▸ Task inputs
## begin

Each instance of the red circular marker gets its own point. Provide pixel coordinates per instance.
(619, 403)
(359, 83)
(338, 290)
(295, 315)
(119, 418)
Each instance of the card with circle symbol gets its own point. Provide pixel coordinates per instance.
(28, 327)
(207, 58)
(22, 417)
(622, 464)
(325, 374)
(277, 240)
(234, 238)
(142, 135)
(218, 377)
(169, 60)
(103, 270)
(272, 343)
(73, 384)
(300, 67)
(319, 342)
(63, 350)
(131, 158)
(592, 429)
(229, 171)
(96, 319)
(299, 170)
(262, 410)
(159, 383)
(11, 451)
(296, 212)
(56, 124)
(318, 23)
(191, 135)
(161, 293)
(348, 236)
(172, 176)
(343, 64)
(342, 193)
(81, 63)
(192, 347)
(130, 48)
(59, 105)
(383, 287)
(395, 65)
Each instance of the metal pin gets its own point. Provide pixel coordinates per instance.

## end
## begin

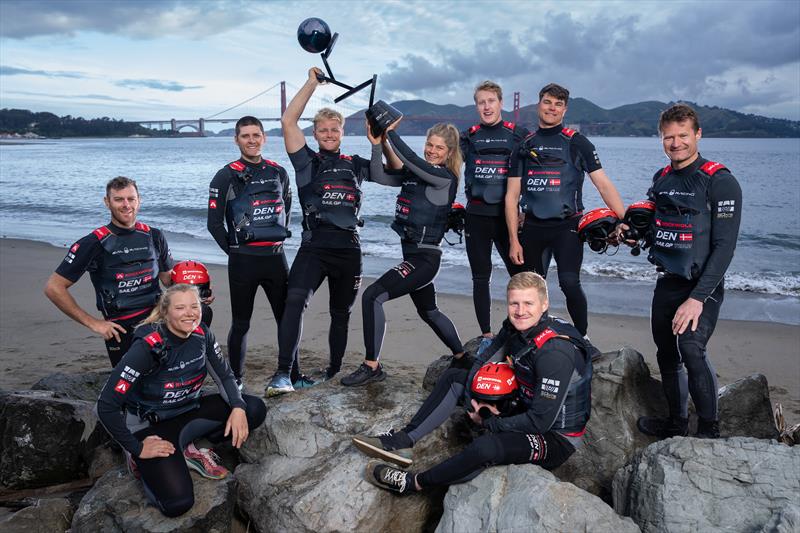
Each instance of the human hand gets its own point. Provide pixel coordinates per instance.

## end
## begin

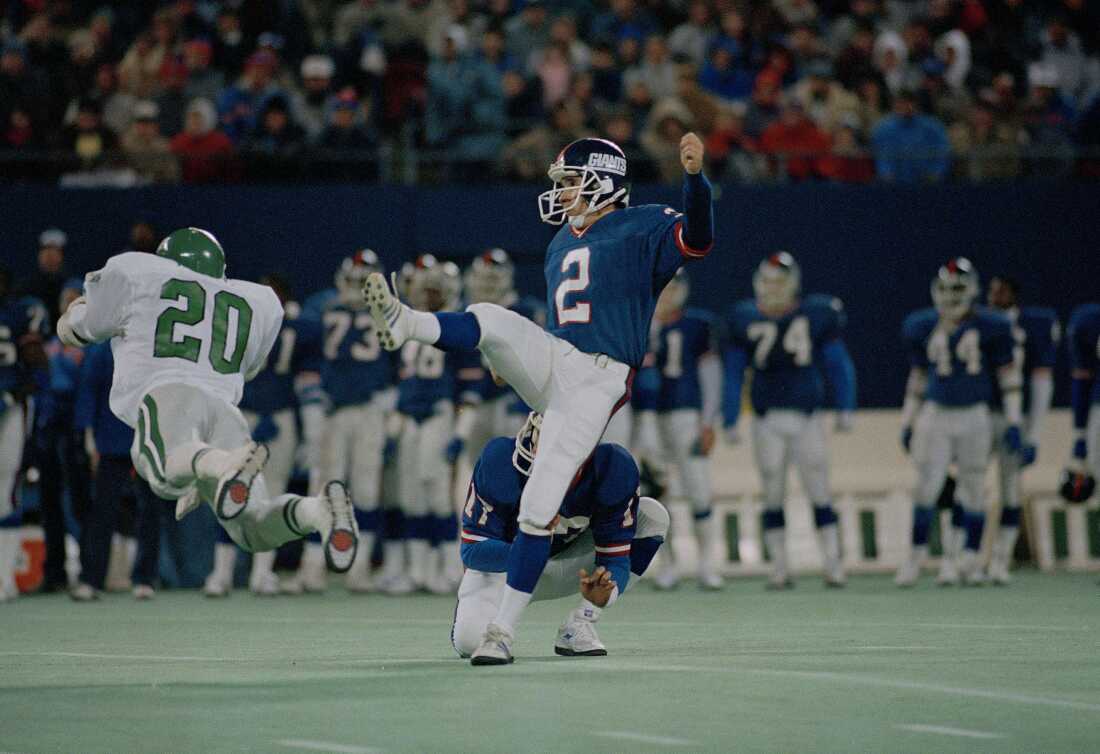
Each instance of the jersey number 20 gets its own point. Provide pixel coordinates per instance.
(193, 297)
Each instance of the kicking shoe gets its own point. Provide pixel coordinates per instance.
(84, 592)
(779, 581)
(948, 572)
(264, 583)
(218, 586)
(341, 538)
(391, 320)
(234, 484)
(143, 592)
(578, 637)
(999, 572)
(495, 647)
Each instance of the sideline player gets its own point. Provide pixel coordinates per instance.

## end

▸ Required work
Locate each line in the data above that contains the word "number", and reproduce every such line in full.

▸ Answer for the task
Each instance of the jersey number 20 gets its own point. Provide pixel coordinates per instance.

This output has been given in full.